• Extracto de página
########################################

Fue una investidura cargada de símbolos que toma aún más valor histórico si se piensa que, solo 18 años antes, ese país había tenido a la primera persona afrodescendiente en el alto Gobierno. En 2007, con solo 28 años, Paula Moreno fue nombrada ministra de Cultura. Cuando tres años después, aquella joven dejó el ministerio, pensó que quizás jamás en su vida volvería a ver a alguien como ella en un puesto como ese. Por eso, el día que Márquez juró su cargo a la vicepresidencia como la mujer con más apoyos en la historia de Colombia, sintió mucha esperanza. “Sin duda, las comunidades étnicas se movilizaron, pero la mayoría de votos eran del resto del país, y eso muestra un cambio de conciencia, una apertura que creo que no soñé ver”, dice Moreno en entrevista con América Futura. “No me imaginaba, que, en un país tan clasista, tan racista, tan cerrado, haya un nivel de conciencia en muchos jóvenes, muchas mujeres, mucha gente jugada. Me conmovió sin duda”.

Antes que Moreno y Márquez, cuando el territorio que hoy es Colombia era la Confederación Granadina, un afrodescendiente, Juan José Nieto Gil, fue su presidente. Era 1861, diez años después de que se aboliera la esclavitud. Pero su legado fue ocultado durante más de 150 años hasta que, en 2018, Juan Manuel Santos incluyó un retrato suyo en la galería presidencial de la Casa de Nariño. Borrar el legado de los descendientes africanos de la historia política latinoamericana es común. Sucedió en México con Vicente Guerrero, uno de los héroes de su Independencia y figura clave en la abolición de la esclavitud, pero cuya imagen fue tradicionalmente blanqueada, o en Argentina con María Remedios del Valle, capitana del ejército de Belgrano, considerada la “madre de la patria”, cuya figura ha sido reivindicada en los últimos años. Además, en los colegios de la región, apenas se estudia el rol clave que han tenido los afrodescendientes en la historia de Latinoamérica, como en las guerras de independencia. “Es posible afirmar que fueron los cimarrones quienes, al minar el poder colonial desde sus cimientos, marcaron la ruta de la libertad americana”, escribe la africanista mexicana Luz Martínez Montiel en su libro La ruta del esclavo. “El caso de Haití, primer territorio libre de América, confirma que la idea de la libertad fue la herencia más preciada de los esclavos africanos”.
Doscientos años después de las independencias, no existe una recopilación de datos regionales sobre cuántos afrodescendientes han estado en los altos Gobiernos de América Latina y el Caribe. Pero, teniendo en cuenta que cerca del 25% de la población del continente se identifica como tal, parece claro que la deuda es enorme. Colombia, con Francia Márquez como vicepresidenta, se ha erigido en los últimos años como referente de la inclusión política de los afrodescendientes. Además, hay un movimiento de mujeres negras, entre las que destacan la ex vicepresidenta costarricense Epsy Campbell, o la actual ministra de Igualdad de Brasil, Anielle Franco, hermana de la concejala asesinada Marielle Franco, que entienden el liderazgo como una acción colectiva y que están tejiendo unas poderosas redes regionales para asegurarse de que los cambios sean estructurales y no dejen a nadie atrás.

########################################

• Material de origen
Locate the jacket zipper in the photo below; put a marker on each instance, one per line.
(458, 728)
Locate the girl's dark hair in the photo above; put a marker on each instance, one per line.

########################################

• Tareas del ejercicio
1) Según el texto sobre la inclusión política de los afrodescendientes, ¿en qué año fue Juan José Nieto Gil presidente de la Confederación Granadina?
2) Continúe el texto sobre la inclusión política de los afrodescendientes a partir de su última oración.

• Resultados por tarea
1) En 1861.

2)
Los afrocolombianos del Capitolio
En Estados Unidos, se dice que, para que Barack Obama pudiera correr —el verbo que se usa en inglés para presentarse a un puesto público—, Martin Luther King tuvo que marchar y, antes de eso, Rosa Parks tuvo que sentarse —en la zona del autobús que, en la era de la segregación racial, estaba reservada para los blancos. Como la lucha estadounidense por los derechos civiles, la de la inclusión política de los afrodescendientes en América Latina y el Caribe también se está fraguando a golpe de las pequeñas y grandes acciones de muchos. Una de ellas es la de un grupo de afrocolombianos que, a principios de este siglo, viajó a Washington, y se alió con el caucus negro del Congreso para presionar al presidente Álvaro Uribe cuando negociaba el Tratado de Libre Comercio con Estados Unidos para que pusiera a negros en su Gobierno.
“Queríamos aumentar la visibilidad de los hombres y mujeres de raza negra en Colombia con un efecto que llamábamos la estrategia pivote: hacer complaint [reclamos] en Washington para que Bogotá reaccione”, recuerda Óscar Gamboa, uno de los afrocolombianos que recorrió los pasillos del Capitolio buscando aliados para su causa. Nacido en Buenaventura, en el Pacífico colombiano, hace 63 años, este licenciado en Farmacia e Ingeniería Industrial conoció el racismo y la discriminación de primera mano en Cali —la segunda ciudad de América Latina con más población afro— cuando el gerente de la empresa en la que trabajaba le negó un ascenso por el color de su piel. Esa experiencia le llevó a dejar el sector privado y emprender lo que llama una “lucha democrática por la inclusión”.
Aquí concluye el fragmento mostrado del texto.